■ Task directions
Copy out all of the material, matching it word for word.

§ §

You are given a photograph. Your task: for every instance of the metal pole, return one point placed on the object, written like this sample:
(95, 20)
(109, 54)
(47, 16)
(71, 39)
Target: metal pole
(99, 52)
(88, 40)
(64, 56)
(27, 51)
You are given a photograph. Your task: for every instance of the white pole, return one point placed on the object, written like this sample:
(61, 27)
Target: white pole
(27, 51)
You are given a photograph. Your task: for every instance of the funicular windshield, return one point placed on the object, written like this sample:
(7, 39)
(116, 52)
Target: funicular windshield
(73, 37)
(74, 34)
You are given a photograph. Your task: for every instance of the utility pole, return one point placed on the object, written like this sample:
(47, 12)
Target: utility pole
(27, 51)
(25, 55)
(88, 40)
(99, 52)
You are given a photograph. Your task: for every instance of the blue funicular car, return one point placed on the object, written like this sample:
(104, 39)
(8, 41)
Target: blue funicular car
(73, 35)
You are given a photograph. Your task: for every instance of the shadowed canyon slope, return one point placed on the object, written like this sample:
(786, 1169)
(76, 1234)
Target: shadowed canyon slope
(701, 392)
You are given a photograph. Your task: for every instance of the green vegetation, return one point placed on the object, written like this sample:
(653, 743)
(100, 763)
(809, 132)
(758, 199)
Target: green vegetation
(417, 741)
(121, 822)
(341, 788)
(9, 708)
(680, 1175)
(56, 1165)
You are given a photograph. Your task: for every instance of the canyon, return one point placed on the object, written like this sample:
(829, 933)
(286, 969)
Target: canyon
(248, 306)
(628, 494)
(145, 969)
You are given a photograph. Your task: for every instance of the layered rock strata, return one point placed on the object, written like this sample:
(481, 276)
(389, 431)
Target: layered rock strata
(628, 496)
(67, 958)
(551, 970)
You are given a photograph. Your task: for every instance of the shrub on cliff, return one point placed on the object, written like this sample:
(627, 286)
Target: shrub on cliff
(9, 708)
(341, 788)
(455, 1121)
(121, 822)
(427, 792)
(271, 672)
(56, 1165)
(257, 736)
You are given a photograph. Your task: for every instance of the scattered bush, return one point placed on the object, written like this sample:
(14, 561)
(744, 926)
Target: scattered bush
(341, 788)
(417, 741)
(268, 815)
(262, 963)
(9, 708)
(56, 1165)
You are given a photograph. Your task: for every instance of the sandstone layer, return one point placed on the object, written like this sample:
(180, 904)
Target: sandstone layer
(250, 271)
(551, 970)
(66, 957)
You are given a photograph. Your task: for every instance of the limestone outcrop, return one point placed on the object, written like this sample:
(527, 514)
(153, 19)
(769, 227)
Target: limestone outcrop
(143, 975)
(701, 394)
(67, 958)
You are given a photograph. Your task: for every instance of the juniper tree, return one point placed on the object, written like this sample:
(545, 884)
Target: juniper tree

§ §

■ Task solution
You are given a photograph. Your task: for every instance of the metal pole, return one point placed on the object, written like this sample:
(95, 20)
(109, 54)
(47, 16)
(71, 39)
Target: metal pole
(99, 52)
(88, 40)
(64, 56)
(27, 51)
You are given a photograph. Your task: for every instance of the white pole, return one point placed on the object, written like this sample:
(61, 27)
Target: white pole
(27, 51)
You are given a photograph. Your task: for every instance of the funicular windshield, return one point placed on the object, written like this sample:
(7, 39)
(116, 52)
Target: funicular windshield
(73, 37)
(74, 34)
You are given a photograph. Your task: for every instance of the utility pole, return one point placed on the object, written like this sample:
(47, 12)
Target: utility pole
(27, 51)
(25, 55)
(88, 40)
(99, 52)
You are given a photograph. Your task: for every instance of the blue funicular car, return one point placed on the object, written like this sample:
(104, 39)
(8, 41)
Target: blue funicular car
(73, 35)
You are given a photograph. Your task: for every instance of the shadowed canyon slope, return one point placed on the object, written like this sample:
(786, 1169)
(76, 1234)
Target: shadowed canyon slope
(701, 392)
You are given a photograph. Your task: for every instance of the green vegetation, return one point placed on the object, written like this sample:
(653, 743)
(100, 763)
(809, 132)
(758, 199)
Target: green vegetation
(417, 741)
(121, 822)
(341, 788)
(9, 708)
(680, 1175)
(56, 1165)
You are given a photograph. Your task: for every instance of the canyon, return one point placed on the object, written like this sample:
(829, 933)
(286, 969)
Target: canyon
(248, 306)
(628, 494)
(145, 969)
You are given a photograph. Your task: for every instance of the layered rock strata, return one point placed on the object, written like this sample:
(481, 276)
(389, 431)
Target: layered rock strata
(628, 496)
(67, 958)
(551, 970)
You are given a photograph. Your task: for every instance of the shrub on cliff, return one point placed on the object, written like this sample:
(627, 286)
Target: shrub on cliff
(9, 708)
(341, 788)
(455, 1121)
(121, 822)
(427, 792)
(271, 672)
(56, 1165)
(257, 736)
You are given a photograph. Your task: for every instance of the scattered bush, return one point placed on the object, written like this sample:
(14, 561)
(744, 926)
Target: scattered bush
(341, 788)
(417, 741)
(268, 815)
(262, 963)
(9, 708)
(56, 1165)
You are given a photograph. Your task: for every instance of the sandstone layer, return one point placed on the object, written like this sample:
(180, 904)
Target: sandstone layer
(250, 271)
(551, 970)
(66, 957)
You are given a photograph. Your task: for every instance of the limestone outcrop, return one point placed on the object, written like this sample:
(527, 514)
(153, 19)
(769, 227)
Target: limestone outcrop
(143, 975)
(701, 394)
(67, 958)
You are given a photograph. Your task: for every instance of the juniper tree, return one point placed on the object, written like this sample:
(545, 884)
Target: juniper tree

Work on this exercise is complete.